■ **REQUEST**
Substitute "place a single marker" for "drop one marker" in every entry below. Reproduce the entries with nothing else changed.

[Data items]
## begin
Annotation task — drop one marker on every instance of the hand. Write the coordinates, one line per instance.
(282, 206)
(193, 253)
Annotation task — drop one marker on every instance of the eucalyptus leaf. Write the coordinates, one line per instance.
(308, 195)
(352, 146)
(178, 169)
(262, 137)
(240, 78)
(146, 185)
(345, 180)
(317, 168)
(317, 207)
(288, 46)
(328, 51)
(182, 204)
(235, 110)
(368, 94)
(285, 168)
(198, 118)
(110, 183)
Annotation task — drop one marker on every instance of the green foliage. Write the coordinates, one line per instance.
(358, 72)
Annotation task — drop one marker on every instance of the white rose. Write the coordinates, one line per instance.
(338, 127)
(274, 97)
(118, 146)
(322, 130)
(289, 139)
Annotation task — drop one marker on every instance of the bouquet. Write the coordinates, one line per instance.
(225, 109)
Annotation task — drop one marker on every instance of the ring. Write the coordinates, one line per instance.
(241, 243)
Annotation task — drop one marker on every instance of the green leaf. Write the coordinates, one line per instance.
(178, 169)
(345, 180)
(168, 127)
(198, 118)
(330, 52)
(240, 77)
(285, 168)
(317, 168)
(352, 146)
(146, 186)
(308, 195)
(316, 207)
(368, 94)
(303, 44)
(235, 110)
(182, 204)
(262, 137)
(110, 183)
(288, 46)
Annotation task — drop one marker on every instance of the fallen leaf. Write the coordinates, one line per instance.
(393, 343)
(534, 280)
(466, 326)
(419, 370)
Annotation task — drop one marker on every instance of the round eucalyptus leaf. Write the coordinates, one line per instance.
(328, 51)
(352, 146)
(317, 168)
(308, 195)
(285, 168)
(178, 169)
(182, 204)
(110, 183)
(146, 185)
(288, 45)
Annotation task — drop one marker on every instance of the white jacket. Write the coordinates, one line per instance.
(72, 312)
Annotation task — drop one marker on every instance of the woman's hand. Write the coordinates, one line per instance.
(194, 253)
## end
■ **SOLVED EXERCISE**
Annotation task — place a single marker on every instance of the hand. Write the coordinates, one line per instance.
(282, 206)
(193, 253)
Annotation task — place a single marker on every instance of the eucalyptus leaf. Write the coordinates, one line per instance.
(308, 195)
(352, 146)
(178, 169)
(262, 137)
(240, 78)
(146, 185)
(345, 180)
(317, 168)
(317, 207)
(288, 46)
(328, 51)
(182, 204)
(235, 110)
(368, 94)
(285, 168)
(198, 118)
(110, 183)
Annotation task — place a single marker on every instance of the green foliage. Write the coordinates, one line per instance.
(358, 72)
Annotation task — place a single marker on every instance of the white rose. Write the coordinates, one line per instance.
(338, 127)
(274, 97)
(118, 146)
(322, 130)
(289, 139)
Annotation task — place a single marker on every instance of the bouquet. Write the coordinates, one line per instance.
(225, 109)
Annotation task — place a single marker on every instance of the ring. Write the coordinates, one line per instance.
(241, 243)
Annotation task — place a single marker on every instance of the green leaf. Write the coordinates, one line per instance.
(178, 169)
(345, 180)
(168, 127)
(198, 118)
(330, 52)
(240, 77)
(285, 168)
(317, 168)
(352, 146)
(146, 186)
(308, 195)
(316, 207)
(368, 94)
(303, 44)
(235, 110)
(182, 204)
(262, 137)
(110, 183)
(288, 46)
Annotation task — place a single marker on every instance of the fallen leaf. Write the coordinates, one line per instance.
(393, 343)
(534, 280)
(466, 326)
(419, 370)
Annotation task — place a single marker on every instance of the round eucalyptus leaf. Write the coordinates, one line per instance.
(328, 51)
(352, 146)
(317, 168)
(308, 195)
(285, 168)
(178, 169)
(182, 204)
(110, 183)
(146, 185)
(288, 45)
Annotation task — place a single marker on every instance of the white jacket. Write the coordinates, one line per instance.
(72, 312)
Annotation task — place a single marker on every instance of the woman's hand. Write the coordinates, one line per instance.
(194, 253)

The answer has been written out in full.